_Data extract:_
══════════

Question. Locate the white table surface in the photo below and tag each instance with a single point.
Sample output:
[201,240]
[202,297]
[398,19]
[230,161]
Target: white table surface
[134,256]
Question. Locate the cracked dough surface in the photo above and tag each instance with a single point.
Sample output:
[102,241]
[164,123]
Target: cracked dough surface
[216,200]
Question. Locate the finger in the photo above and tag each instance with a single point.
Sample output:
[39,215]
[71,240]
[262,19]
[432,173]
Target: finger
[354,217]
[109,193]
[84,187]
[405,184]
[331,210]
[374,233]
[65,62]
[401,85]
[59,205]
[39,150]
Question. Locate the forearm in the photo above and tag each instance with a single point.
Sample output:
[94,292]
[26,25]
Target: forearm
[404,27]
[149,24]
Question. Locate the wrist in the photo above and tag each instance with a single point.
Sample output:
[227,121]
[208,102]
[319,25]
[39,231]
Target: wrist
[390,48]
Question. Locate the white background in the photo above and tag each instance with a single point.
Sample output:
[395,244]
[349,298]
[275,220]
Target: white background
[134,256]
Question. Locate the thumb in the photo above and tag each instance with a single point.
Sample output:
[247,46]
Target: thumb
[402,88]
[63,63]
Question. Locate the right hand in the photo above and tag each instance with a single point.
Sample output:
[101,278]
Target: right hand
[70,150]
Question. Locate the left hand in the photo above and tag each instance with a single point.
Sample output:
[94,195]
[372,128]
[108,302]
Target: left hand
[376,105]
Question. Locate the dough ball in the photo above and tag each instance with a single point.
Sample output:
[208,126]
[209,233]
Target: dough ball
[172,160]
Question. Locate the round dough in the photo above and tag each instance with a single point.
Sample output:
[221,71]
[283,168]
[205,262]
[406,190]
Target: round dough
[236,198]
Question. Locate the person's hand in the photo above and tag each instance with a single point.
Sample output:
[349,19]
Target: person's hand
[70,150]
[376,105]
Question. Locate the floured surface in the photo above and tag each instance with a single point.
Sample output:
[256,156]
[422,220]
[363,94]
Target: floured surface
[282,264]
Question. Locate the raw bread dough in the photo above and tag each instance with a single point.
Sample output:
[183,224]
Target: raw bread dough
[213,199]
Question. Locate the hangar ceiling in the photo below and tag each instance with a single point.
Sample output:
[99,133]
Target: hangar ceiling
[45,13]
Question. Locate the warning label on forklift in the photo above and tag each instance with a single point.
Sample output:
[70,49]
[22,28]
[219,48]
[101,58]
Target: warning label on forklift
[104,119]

══════════

_Task statement:_ Among the lines above, which ones hold the string "below"? Show them.

_Response:_
Question. Locate the white table surface in the photo below and tag each instance with a single point.
Question. Locate the hangar ceiling in the photo below and tag each instance with a single point.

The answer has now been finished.